_Problem requirements:_ Locate the line with "Query: camouflage uniform" in the material. Copy that line and each one after it, through the last, exactly and with nothing else.

_Data extracts:_
Start of Block

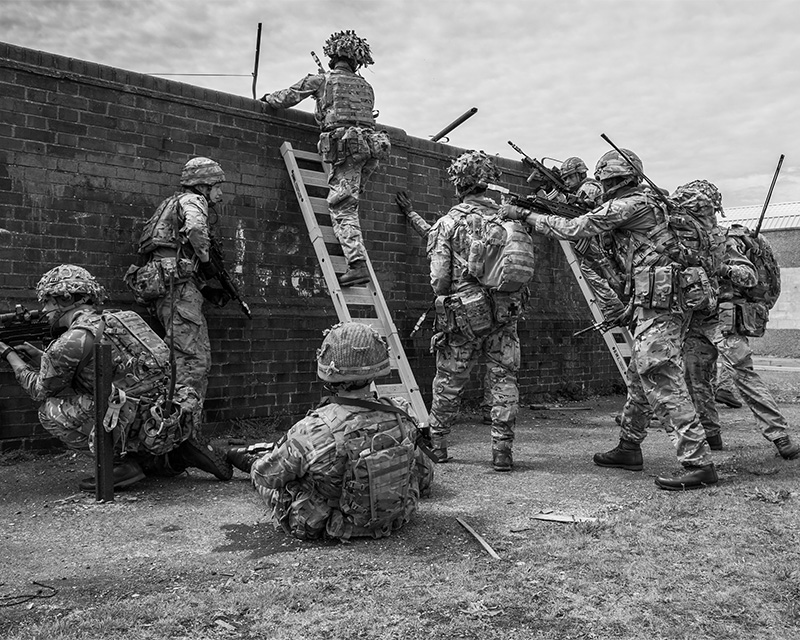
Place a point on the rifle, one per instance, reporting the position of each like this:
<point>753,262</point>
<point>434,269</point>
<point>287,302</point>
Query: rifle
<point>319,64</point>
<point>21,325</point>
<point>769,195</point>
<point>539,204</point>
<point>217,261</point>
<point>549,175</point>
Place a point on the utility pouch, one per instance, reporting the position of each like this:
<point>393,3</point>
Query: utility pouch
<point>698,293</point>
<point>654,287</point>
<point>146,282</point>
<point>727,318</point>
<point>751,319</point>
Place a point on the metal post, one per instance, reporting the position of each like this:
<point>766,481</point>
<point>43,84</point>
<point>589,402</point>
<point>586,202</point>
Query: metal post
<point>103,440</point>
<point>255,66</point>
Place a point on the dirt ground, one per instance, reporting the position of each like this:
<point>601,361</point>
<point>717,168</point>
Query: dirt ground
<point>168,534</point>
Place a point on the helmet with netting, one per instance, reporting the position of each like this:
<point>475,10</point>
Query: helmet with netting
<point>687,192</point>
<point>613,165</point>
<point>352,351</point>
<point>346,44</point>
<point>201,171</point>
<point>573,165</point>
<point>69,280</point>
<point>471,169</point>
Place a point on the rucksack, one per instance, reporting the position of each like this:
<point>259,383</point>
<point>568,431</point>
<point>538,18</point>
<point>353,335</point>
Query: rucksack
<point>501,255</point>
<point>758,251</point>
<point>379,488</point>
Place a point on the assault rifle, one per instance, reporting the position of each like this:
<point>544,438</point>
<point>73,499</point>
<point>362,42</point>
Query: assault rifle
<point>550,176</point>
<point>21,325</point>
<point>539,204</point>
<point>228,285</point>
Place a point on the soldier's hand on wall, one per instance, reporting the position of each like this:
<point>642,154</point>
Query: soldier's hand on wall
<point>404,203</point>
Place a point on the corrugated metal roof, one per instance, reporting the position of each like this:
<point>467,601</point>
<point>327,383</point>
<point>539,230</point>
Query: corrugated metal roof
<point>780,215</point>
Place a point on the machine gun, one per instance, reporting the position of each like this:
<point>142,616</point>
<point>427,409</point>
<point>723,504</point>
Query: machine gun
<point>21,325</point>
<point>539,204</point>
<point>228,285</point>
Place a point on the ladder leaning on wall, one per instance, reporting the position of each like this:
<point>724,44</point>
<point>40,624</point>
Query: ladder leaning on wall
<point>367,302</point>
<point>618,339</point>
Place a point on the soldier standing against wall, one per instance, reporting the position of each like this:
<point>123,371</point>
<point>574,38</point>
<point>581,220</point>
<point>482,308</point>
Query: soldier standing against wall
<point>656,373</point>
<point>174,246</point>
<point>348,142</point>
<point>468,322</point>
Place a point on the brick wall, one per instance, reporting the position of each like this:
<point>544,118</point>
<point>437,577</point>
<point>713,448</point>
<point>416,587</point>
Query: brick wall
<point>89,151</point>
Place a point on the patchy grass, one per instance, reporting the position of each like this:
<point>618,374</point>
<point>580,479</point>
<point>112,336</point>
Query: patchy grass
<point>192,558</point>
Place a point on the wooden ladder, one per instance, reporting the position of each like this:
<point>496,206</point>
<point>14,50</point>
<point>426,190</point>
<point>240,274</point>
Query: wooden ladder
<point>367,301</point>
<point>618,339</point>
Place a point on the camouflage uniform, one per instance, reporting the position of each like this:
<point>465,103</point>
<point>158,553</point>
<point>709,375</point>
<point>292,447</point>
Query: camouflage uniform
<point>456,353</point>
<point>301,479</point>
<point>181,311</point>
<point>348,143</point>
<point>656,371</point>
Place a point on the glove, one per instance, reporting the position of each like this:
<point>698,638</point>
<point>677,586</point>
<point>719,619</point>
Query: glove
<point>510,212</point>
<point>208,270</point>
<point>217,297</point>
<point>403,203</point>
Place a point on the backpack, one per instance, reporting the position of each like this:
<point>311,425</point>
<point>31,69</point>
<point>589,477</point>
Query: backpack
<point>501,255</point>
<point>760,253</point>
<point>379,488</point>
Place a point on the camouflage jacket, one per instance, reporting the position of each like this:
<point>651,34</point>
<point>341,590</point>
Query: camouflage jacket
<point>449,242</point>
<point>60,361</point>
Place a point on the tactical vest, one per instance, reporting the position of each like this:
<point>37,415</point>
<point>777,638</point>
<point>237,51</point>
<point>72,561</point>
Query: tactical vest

End of Block

_Expected output:_
Query: camouflage uniform
<point>456,353</point>
<point>301,479</point>
<point>181,311</point>
<point>348,143</point>
<point>656,371</point>
Place a point on the glove, one per instance, reporting the position of each like this:
<point>698,638</point>
<point>677,586</point>
<point>719,619</point>
Query: glove
<point>510,212</point>
<point>208,270</point>
<point>217,297</point>
<point>403,203</point>
Place a point on the backpack, one per instance, reporting the position of each like this:
<point>311,425</point>
<point>31,69</point>
<point>589,477</point>
Query: backpack
<point>501,255</point>
<point>760,253</point>
<point>379,488</point>
Place a point on the camouflage jacket, one per instance, reporting the position of each like this:
<point>651,34</point>
<point>341,590</point>
Query: camouflage jacket
<point>449,242</point>
<point>60,361</point>
Place a point on the tactical vest, one per instance, reporting the position of each like this:
<point>37,415</point>
<point>777,638</point>
<point>237,51</point>
<point>72,561</point>
Query: tactical vest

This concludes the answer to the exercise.